Verticordia centipeda is a species of flowering plant in the myrtle family, Myrtaceae and is endemic to the south-west of Western Australia. It is a shrub with a single stem at the base, small crowded leaves and greenish-pink flowers with a silvery fringe, in spike-like groups on the ends of the branches. It is common in areas around Geraldton.

==Description==
Verticordia centipeda is a shrub which grows to a height of 0.2–1.0 m and a spread of 20-50 cm and which has a single, highly branched stem at its base. Its leaves are egg-shaped to elliptic, 1.5–2.5 mm long, about 1 mm wide, dished and with many short hairs along their edges.

The flowers are lightly scented and arranged in spike-like groups, each flower on a stalk 2.0–2.5 mm long. The floral cup is top-shaped, 1.5–2.0 mm long, glabrous with 5 ribs and tiny green appendages. The sepals are greenish-pink, 3.0–3.5 mm long, with 5 or 6 main lobes with silvery fringes. The petals are pink, 3.5 mm, with a fringe about 1.0 mm long. The style is bent, 4 mm long and has hairs 0.4 mm long. Flowering time is from October to December.

==Taxonomy and naming==
Verticordia centipeda was first formally described by Alex George in 1991 and the description was published in Nuytsia from specimens collected near Eneabba by Alex and Elizabeth George. The specific epithet (centipeda) refers to the centipede-like appearance of the leaves resulting from their hairy edges.

George placed this species in subgenus Eperephes, section Verticordella along with V. pennigera, V. halophila, V. blepharophylla, V. lindleyi, V. carinata, V. drummondii, V. wonganensis,V. paludosa, V. luteola, V. bifimbriata, V. tumida, V. mitodes, V. attenuata, V. auriculata, V. pholidophylla, V. spicata and V. hughanii.

==Distribution and habitat==
This verticordia grows in sand, often over gravel, clay or loam, often with other verticordias in heath and shrubland in areas between Northampton, Yuna, Eneabba and Coorow in the Avon Wheatbelt and Geraldton Sandplains biogeographic regions.

==Conservation==
Verticordia centipeda is classified as "not threatened" by the Government of Western Australia Department of Parks and Wildlife.

==Use in horticulture==
This species is insignificant when not in flower but attractive and sweetly perfumed when flowering. It has been propagated from cuttings but has been difficult to establish, sometimes being susceptible to chlorosis.

[Segmentation mask data]
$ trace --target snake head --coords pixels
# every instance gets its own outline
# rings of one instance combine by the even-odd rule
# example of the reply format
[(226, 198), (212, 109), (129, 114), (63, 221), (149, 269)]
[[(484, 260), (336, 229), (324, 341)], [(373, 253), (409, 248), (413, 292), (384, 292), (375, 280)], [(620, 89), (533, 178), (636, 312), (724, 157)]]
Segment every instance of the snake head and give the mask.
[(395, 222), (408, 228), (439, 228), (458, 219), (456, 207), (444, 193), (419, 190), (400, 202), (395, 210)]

* _TASK BRIEF_
Could you give the Verticordia centipeda text again from "The flowers are" up to and including "their hairy edges.", swapping "floral cup" for "hypanthium"?

* _EXERCISE SOLUTION_
The flowers are lightly scented and arranged in spike-like groups, each flower on a stalk 2.0–2.5 mm long. The hypanthium is top-shaped, 1.5–2.0 mm long, glabrous with 5 ribs and tiny green appendages. The sepals are greenish-pink, 3.0–3.5 mm long, with 5 or 6 main lobes with silvery fringes. The petals are pink, 3.5 mm, with a fringe about 1.0 mm long. The style is bent, 4 mm long and has hairs 0.4 mm long. Flowering time is from October to December.

==Taxonomy and naming==
Verticordia centipeda was first formally described by Alex George in 1991 and the description was published in Nuytsia from specimens collected near Eneabba by Alex and Elizabeth George. The specific epithet (centipeda) refers to the centipede-like appearance of the leaves resulting from their hairy edges.